> **THE TASK**
Put every line of the items below into a numbered list, leaving out any blank lines.

* begin *

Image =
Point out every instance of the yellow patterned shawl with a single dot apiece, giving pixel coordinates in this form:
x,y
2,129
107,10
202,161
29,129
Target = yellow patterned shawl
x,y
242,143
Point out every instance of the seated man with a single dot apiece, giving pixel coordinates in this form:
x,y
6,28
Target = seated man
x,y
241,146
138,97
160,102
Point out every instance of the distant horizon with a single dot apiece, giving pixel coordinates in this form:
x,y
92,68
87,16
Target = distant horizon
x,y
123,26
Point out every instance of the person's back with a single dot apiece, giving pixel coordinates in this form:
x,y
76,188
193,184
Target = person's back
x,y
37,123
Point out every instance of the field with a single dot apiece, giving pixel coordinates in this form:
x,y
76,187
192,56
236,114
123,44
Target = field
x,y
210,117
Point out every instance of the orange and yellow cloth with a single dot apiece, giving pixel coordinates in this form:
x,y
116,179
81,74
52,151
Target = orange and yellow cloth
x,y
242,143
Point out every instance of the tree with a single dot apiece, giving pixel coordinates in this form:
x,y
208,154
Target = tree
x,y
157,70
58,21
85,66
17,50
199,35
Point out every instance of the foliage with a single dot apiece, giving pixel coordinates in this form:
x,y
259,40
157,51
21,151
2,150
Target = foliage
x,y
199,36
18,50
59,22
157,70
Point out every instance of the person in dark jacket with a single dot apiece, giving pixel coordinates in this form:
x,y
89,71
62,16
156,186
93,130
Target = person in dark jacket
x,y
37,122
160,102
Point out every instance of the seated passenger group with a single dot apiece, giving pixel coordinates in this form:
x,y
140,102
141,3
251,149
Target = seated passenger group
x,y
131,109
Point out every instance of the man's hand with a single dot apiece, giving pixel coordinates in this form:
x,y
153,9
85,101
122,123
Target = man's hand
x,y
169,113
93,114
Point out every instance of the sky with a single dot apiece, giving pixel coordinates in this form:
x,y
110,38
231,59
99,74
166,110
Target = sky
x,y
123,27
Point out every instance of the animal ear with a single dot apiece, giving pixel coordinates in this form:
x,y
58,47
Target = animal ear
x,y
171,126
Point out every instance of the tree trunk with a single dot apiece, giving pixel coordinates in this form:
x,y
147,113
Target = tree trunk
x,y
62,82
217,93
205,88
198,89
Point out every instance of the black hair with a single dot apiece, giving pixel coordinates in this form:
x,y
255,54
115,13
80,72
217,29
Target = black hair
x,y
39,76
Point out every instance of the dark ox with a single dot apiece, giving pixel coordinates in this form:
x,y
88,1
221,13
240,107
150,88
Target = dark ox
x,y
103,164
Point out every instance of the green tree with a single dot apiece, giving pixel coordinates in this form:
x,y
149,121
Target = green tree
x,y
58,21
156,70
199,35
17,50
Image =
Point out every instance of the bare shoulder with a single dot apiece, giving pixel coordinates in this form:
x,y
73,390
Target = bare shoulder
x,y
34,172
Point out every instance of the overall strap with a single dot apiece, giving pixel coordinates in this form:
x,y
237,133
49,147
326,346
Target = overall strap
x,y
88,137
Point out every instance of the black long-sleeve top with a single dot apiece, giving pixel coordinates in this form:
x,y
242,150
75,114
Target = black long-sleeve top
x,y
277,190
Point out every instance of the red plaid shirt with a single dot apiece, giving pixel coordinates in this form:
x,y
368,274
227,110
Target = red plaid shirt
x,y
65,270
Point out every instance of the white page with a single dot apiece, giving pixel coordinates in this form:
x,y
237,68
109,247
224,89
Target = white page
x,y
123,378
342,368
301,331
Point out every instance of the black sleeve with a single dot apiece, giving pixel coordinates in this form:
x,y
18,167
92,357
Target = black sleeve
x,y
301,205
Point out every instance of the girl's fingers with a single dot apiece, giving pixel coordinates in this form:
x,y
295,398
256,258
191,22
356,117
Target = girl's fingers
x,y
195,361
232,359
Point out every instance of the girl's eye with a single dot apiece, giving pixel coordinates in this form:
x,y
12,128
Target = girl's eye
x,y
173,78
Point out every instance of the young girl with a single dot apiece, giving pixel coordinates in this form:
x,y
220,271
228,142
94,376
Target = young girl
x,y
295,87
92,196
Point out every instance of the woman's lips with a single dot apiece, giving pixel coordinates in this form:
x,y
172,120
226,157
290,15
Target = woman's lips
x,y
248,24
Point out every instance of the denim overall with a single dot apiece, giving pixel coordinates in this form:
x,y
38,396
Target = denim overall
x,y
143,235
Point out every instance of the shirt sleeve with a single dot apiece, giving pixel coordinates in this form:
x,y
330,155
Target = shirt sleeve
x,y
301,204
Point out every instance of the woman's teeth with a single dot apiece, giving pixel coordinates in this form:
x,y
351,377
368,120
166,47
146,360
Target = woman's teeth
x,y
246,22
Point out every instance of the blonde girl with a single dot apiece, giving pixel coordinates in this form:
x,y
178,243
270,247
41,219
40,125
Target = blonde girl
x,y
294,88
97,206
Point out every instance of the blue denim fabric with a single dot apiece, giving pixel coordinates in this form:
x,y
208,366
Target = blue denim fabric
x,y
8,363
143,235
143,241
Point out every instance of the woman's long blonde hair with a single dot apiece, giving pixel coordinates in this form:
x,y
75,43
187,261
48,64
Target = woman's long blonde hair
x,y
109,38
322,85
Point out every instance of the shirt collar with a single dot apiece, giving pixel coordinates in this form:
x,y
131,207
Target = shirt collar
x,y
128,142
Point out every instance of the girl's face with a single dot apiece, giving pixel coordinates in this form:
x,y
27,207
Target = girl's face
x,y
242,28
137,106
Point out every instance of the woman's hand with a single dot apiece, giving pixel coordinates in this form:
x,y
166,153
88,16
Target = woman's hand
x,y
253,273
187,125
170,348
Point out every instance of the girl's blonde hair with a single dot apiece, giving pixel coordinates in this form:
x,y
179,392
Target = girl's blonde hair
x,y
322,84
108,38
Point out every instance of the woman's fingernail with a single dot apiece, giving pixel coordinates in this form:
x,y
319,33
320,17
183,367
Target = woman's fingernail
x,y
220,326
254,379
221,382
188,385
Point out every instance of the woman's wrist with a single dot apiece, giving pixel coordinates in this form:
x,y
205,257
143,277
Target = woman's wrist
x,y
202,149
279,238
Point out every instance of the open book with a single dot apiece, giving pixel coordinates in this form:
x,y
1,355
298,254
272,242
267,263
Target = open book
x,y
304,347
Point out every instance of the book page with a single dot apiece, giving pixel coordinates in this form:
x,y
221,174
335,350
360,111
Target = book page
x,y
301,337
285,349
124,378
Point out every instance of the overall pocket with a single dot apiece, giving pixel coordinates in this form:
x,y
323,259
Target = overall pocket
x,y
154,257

* end *

> **EXPECTED ANSWER**
1. Image =
2. Point out every instance of the yellow patterned shawl with a single dot apiece, giving pixel coordinates in this form:
3. x,y
4. 2,129
5. 107,10
6. 202,161
7. 29,129
8. Target = yellow patterned shawl
9. x,y
10. 242,143
11. Point out every instance of the seated man with a single dot apiece, giving pixel coordinates in this form:
12. x,y
13. 6,28
14. Target = seated man
15. x,y
16. 241,146
17. 138,97
18. 160,102
19. Point out every instance of the distant horizon with a single dot apiece, giving pixel coordinates in this form:
20. x,y
21. 92,68
22. 87,16
23. Target = distant horizon
24. x,y
25. 123,26
26. Point out every instance of the person's back with a single dot apiece, giving pixel coordinates in this form:
27. x,y
28. 76,188
29. 193,184
30. Target = person's back
31. x,y
32. 37,123
33. Point out every instance of the field with a single dot apiece, giving pixel coordinates in this form:
34. x,y
35. 76,187
36. 192,56
37. 236,114
38. 123,44
39. Target = field
40. x,y
41. 210,117
42. Point out every instance of the orange and yellow cloth with a single dot apiece, giving pixel coordinates in this form:
43. x,y
44. 116,179
45. 81,74
46. 52,151
47. Target = orange and yellow cloth
48. x,y
49. 242,143
50. Point out every instance of the tree with a single dot apiece, giving pixel coordinates in this form:
51. x,y
52. 208,154
53. Target = tree
54. x,y
55. 157,70
56. 58,21
57. 85,66
58. 17,50
59. 199,35
60. Point out every instance of the foliage with a single dot apiece, giving pixel coordinates in this form:
61. x,y
62. 259,40
63. 157,51
64. 21,151
65. 2,150
66. Target = foliage
67. x,y
68. 199,36
69. 18,50
70. 59,22
71. 157,70
72. Point out every instance of the person in dark jacket with a single dot apiece, giving pixel coordinates in this form:
73. x,y
74. 89,71
75. 62,16
76. 156,186
77. 93,130
78. Target = person in dark jacket
79. x,y
80. 37,122
81. 160,102
82. Point out every instance of the seated passenger group with a single dot apiece, giving pixel coordinates in this form:
83. x,y
84. 140,102
85. 141,3
86. 251,149
87. Target = seated passenger group
88. x,y
89. 131,109
90. Point out every instance of the man's hand with a single dot apiece, giving pixel coordinates in this form:
91. x,y
92. 153,9
93. 85,101
94. 122,123
95. Target = man's hand
96. x,y
97. 169,113
98. 93,114
99. Point out every instance of the sky with a single dot apiece, giving pixel coordinates in this form:
100. x,y
101. 110,38
102. 231,59
103. 99,74
104. 166,110
105. Target = sky
106. x,y
107. 123,27
108. Point out every instance of the animal ear with a single dot apiece, giving pixel coordinates in this form:
109. x,y
110. 58,47
111. Target = animal ear
112. x,y
113. 171,126
114. Point out every instance of the tree trunk with a single dot apiece, giving pixel coordinates in this form:
115. x,y
116. 147,113
117. Target = tree trunk
118. x,y
119. 62,82
120. 217,93
121. 205,88
122. 198,89
123. Point out every instance of the black hair with a single dot apiece, giving pixel coordinates in this form:
124. x,y
125. 255,54
126. 115,13
127. 80,72
128. 217,29
129. Target = black hair
130. x,y
131. 39,76
132. Point out every instance of the dark ox with a single dot apiece, giving pixel coordinates in this form:
133. x,y
134. 88,1
135. 221,13
136. 240,107
137. 150,88
138. Target = dark ox
139. x,y
140. 103,164
141. Point out every instance of the green tree with a single dot apiece, giving pixel coordinates in this form:
142. x,y
143. 149,121
144. Target = green tree
145. x,y
146. 58,21
147. 156,70
148. 199,35
149. 17,50
150. Image =
151. Point out every instance of the bare shoulder with a single dot apiece, giving pixel coordinates in this form:
152. x,y
153. 73,390
154. Target = bare shoulder
155. x,y
156. 34,172
157. Point out every instance of the overall strap with a single dot apiece, giving pixel coordinates in this form:
158. x,y
159. 237,133
160. 49,147
161. 326,346
162. Target = overall strap
163. x,y
164. 88,137
165. Point out every instance of the black long-sleeve top with a single dot apiece, giving pixel coordinates in this form:
166. x,y
167. 242,150
168. 75,114
169. Target = black long-sleeve top
170. x,y
171. 277,190
172. Point out every instance of the red plaid shirt with a single dot apiece, giving pixel coordinates in this form:
173. x,y
174. 368,274
175. 227,110
176. Target = red plaid shirt
177. x,y
178. 65,270
179. Point out every instance of the white page with a single dot apiece, giving pixel coordinates in this form:
180. x,y
181. 237,68
182. 109,247
183. 224,89
184. Target = white page
185. x,y
186. 123,378
187. 342,368
188. 301,331
189. Point out every instance of the black sleeve with a single dot apiece, giving pixel coordinates in this form:
190. x,y
191. 18,167
192. 92,357
193. Target = black sleeve
194. x,y
195. 301,205
196. Point out every instance of the girl's fingers with a single dot apiece, giving pixel coordinates in this form:
197. x,y
198. 295,398
199. 256,258
200. 191,22
201. 356,117
202. Target = girl's fingers
203. x,y
204. 195,361
205. 232,359
206. Point out every instance of the girl's eye with a single dot apiece, giving pixel coordinates in this form:
207. x,y
208. 12,128
209. Target = girl's eye
210. x,y
211. 173,78
212. Point out every instance of the young girl with a single dot apiece, giving pixel coordinates in this form:
213. x,y
214. 220,271
215. 228,142
216. 94,376
217. Target = young girl
218. x,y
219. 295,87
220. 92,196
221. Point out every instance of the woman's lips with a single dot apiece, giving pixel coordinates in this form:
222. x,y
223. 172,120
224. 226,157
225. 290,15
226. Target = woman's lips
227. x,y
228. 248,24
229. Point out every instance of the denim overall with a single dot apiece, giving pixel coordinates in this form:
230. x,y
231. 38,396
232. Target = denim overall
233. x,y
234. 143,235
235. Point out every instance of the shirt sleeve with a single dot apiece, giving pixel coordinates in this form:
236. x,y
237. 330,155
238. Target = shirt sleeve
239. x,y
240. 301,204
241. Point out every instance of the woman's teeth with a single dot apiece, giving pixel coordinates in this form:
242. x,y
243. 351,377
244. 368,120
245. 166,47
246. 146,360
247. Target = woman's teeth
248. x,y
249. 246,22
250. Point out every instance of the blonde girl with a single dot apiece, giving pixel coordinates in this form:
251. x,y
252. 178,243
253. 270,247
254. 41,219
255. 40,125
256. Target = blonde girl
257. x,y
258. 294,88
259. 97,206
260. Point out every instance of the blue denim fabric with a single dot apiece, giving pixel coordinates in this form:
261. x,y
262. 208,366
263. Target = blue denim fabric
264. x,y
265. 8,363
266. 143,235
267. 143,241
268. Point out every instance of the woman's long blonde hair with a single dot apiece, giving pixel coordinates in this form:
269. x,y
270. 75,43
271. 187,261
272. 48,64
273. Target = woman's long blonde hair
274. x,y
275. 109,38
276. 322,85
277. Point out every instance of the shirt collar with a single dot apiece, giving pixel coordinates in this form:
278. x,y
279. 131,207
280. Target = shirt collar
281. x,y
282. 128,142
283. Point out every instance of the girl's face with a single dot apiece, giving pixel coordinates in this form:
284. x,y
285. 27,207
286. Target = girl's face
287. x,y
288. 242,28
289. 137,106
290. Point out every instance of the woman's hand with a single dot apiece, giving pixel coordinates in this form:
291. x,y
292. 166,153
293. 88,16
294. Target = woman's hand
295. x,y
296. 253,273
297. 187,125
298. 170,348
299. Point out every instance of the girl's blonde hair with a single dot apiece, giving pixel coordinates in this form:
300. x,y
301. 179,392
302. Target = girl's blonde hair
303. x,y
304. 322,84
305. 108,38
306. Point out every instance of the woman's fingernail with a single dot apiece, giving pixel coordinates in this form:
307. x,y
308. 319,33
309. 320,17
310. 183,367
311. Target = woman's fingernail
312. x,y
313. 220,326
314. 254,379
315. 221,382
316. 188,385
317. Point out every instance of the woman's wrist with a single dot apiece, giving pixel coordinates in this form:
318. x,y
319. 205,257
320. 143,277
321. Target = woman's wrist
322. x,y
323. 202,149
324. 279,238
325. Point out every instance of the open book with a single dot apiece, giving pixel coordinates in this form:
326. x,y
327. 1,355
328. 298,254
329. 272,242
330. 267,263
331. Target = open book
332. x,y
333. 304,347
334. Point out every instance of the book page with a single dot apiece, giving pixel coordinates in this form:
335. x,y
336. 221,174
337. 335,350
338. 360,111
339. Target = book page
340. x,y
341. 301,337
342. 285,349
343. 124,378
344. Point out every instance of the overall pocket with a single dot apiece, giving pixel coordinates in this form:
345. x,y
346. 323,259
347. Target = overall pocket
348. x,y
349. 154,257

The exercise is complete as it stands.